WHAT IS BEING ASKED:
How many lines in the rows below contain the word "woman"? Give only the number.

### DATA SHOWN

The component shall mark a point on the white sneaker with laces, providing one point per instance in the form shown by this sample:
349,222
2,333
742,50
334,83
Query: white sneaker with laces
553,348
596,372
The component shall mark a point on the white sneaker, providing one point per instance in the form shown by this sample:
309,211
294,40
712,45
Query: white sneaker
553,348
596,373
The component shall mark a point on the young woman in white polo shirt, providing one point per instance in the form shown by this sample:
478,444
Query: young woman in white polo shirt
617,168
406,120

######
### DATA SHOWN

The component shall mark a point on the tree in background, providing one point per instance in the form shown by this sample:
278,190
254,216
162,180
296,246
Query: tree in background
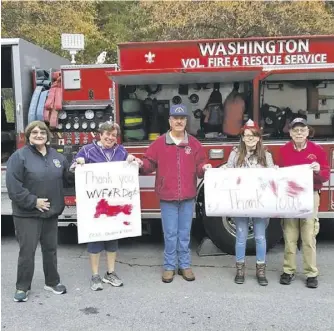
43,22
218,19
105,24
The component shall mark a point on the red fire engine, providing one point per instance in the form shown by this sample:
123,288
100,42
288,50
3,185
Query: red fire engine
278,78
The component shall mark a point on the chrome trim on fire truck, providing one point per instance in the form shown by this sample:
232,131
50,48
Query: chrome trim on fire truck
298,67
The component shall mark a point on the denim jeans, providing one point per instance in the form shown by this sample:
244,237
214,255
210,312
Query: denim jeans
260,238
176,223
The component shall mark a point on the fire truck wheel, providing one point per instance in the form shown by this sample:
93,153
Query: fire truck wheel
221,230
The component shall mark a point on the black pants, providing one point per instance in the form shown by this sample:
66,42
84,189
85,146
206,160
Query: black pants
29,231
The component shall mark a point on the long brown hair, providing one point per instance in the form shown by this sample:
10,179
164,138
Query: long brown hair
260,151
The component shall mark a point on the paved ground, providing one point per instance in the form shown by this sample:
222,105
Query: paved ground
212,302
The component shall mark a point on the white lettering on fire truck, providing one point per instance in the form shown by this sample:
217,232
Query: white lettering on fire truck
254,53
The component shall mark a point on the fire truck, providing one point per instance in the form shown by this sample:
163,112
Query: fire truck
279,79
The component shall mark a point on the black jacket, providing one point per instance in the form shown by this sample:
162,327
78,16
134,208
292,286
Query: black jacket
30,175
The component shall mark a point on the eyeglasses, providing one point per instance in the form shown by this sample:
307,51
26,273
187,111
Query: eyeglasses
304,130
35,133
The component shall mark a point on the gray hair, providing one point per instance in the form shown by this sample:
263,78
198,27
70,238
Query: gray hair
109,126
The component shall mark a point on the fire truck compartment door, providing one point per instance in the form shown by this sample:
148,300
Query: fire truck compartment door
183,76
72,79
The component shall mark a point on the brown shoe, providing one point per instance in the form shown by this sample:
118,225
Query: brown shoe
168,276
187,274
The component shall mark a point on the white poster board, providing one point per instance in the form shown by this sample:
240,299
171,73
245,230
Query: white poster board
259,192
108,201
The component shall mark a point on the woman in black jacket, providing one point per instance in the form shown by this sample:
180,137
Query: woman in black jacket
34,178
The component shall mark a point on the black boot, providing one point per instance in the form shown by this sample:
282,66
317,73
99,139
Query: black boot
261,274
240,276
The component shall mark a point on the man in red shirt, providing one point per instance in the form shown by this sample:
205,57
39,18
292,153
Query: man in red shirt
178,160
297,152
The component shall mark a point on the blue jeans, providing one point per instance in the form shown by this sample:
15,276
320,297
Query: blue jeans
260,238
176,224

######

RESPONSE TO THE TASK:
4